Directions for this task. Reproduce the material below, substituting "locator" for every occurrence of "pointer" and leaving everything else unchanged.

Data in this exercise.
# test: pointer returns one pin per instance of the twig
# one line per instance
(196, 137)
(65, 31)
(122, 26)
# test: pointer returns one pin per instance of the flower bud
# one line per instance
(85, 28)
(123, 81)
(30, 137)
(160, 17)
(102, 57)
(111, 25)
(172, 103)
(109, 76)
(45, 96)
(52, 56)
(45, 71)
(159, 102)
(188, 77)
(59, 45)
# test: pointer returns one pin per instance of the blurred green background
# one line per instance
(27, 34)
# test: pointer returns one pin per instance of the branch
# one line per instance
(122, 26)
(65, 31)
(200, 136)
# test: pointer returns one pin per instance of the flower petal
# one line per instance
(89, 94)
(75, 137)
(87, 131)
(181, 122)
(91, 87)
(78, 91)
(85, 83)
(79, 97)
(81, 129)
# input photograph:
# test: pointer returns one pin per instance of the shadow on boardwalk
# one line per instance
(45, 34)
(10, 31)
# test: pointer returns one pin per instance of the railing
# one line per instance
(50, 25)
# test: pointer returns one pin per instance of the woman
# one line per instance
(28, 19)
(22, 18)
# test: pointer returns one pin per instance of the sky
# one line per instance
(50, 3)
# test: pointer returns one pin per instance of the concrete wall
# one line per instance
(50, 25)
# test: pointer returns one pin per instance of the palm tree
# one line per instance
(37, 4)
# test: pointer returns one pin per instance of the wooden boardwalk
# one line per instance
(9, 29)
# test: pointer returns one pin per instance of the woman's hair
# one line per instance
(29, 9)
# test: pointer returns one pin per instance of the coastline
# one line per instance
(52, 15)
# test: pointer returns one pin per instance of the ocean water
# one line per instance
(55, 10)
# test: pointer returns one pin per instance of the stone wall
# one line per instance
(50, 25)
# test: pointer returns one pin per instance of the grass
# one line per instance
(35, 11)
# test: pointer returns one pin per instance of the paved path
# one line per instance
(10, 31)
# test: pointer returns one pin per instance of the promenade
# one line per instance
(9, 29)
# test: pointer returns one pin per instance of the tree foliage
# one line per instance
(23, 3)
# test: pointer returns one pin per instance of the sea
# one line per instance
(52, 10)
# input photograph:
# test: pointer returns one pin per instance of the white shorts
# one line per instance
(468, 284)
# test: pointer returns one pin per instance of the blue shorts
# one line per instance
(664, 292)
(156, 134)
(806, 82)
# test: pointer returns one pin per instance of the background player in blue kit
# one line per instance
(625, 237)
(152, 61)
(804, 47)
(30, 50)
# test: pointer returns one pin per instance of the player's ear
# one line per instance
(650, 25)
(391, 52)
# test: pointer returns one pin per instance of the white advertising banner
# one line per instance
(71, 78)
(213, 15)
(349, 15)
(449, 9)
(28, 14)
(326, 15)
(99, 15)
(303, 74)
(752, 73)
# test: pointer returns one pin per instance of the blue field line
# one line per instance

Completed exercise.
# test: locator returns one pin per instance of the twig
# one line per instance
(196, 137)
(65, 31)
(122, 26)
# test: locator returns one pin per instance of the flower bud
# one line per instance
(85, 28)
(123, 81)
(30, 137)
(160, 17)
(102, 57)
(111, 25)
(172, 103)
(109, 76)
(45, 96)
(52, 56)
(45, 71)
(159, 102)
(188, 77)
(59, 45)
# test: locator returns one pin per instance of the blurred green background
# one line per instance
(27, 34)
# test: locator returns one pin per instance of the branch
# one line per instance
(122, 26)
(65, 31)
(200, 136)
# test: locator returns one pin per instance of the flower petal
# one line per instance
(89, 94)
(75, 137)
(87, 131)
(181, 122)
(91, 87)
(78, 91)
(85, 83)
(79, 97)
(81, 129)
# input photograph:
# test: locator returns one pin per instance of the shadow on boardwalk
# one line per instance
(45, 34)
(10, 31)
# test: locator returns one pin per instance of the railing
# one line per instance
(50, 25)
# test: locator returns one pin per instance of the woman
# one line per instance
(28, 19)
(22, 18)
# test: locator returns one pin per instance of the sky
# one line per instance
(50, 3)
# test: locator returns one pin per instance of the concrete wall
# one line per instance
(50, 25)
# test: locator returns one pin per instance of the palm tree
# one line per instance
(37, 4)
# test: locator returns one pin per instance of the wooden boardwalk
# one line per instance
(9, 29)
# test: locator returns one pin per instance of the woman's hair
# one line per instance
(29, 9)
# test: locator returns one pin per instance of the coastline
# one line per instance
(52, 15)
# test: locator returns one pin per instance of the ocean water
# one line per instance
(55, 10)
# test: locator returns one pin per instance of the stone wall
# one line per instance
(50, 25)
# test: locator returns one pin per instance of the grass
# one line per instance
(35, 11)
# test: locator returns one pin per instance of the paved path
# one line per instance
(10, 31)
# test: locator returns one pin per instance of the promenade
# one line per instance
(9, 29)
# test: locator returns one pin per instance of the tree foliage
# one line per instance
(23, 3)
# test: locator returns one pin per instance of the sea
# one line per instance
(52, 10)
# input photograph:
# test: locator returns one pin per instance of the white shorts
# one line per instance
(468, 284)
# test: locator returns one pin per instance of the blue shorts
# one line per instance
(664, 292)
(156, 134)
(806, 82)
# test: locator returns one pin per instance of the background player in blue kit
# one line per instance
(625, 237)
(152, 61)
(804, 47)
(30, 50)
# test: locator returns one pin per instance of the player's ear
# one line per instance
(650, 25)
(391, 52)
# test: locator returns one pin per instance of the white advertising banner
# one line per instance
(71, 78)
(213, 15)
(349, 15)
(449, 9)
(28, 14)
(326, 15)
(99, 15)
(303, 74)
(752, 73)
# test: locator returns one pin per instance of the blue field line
# one line per instance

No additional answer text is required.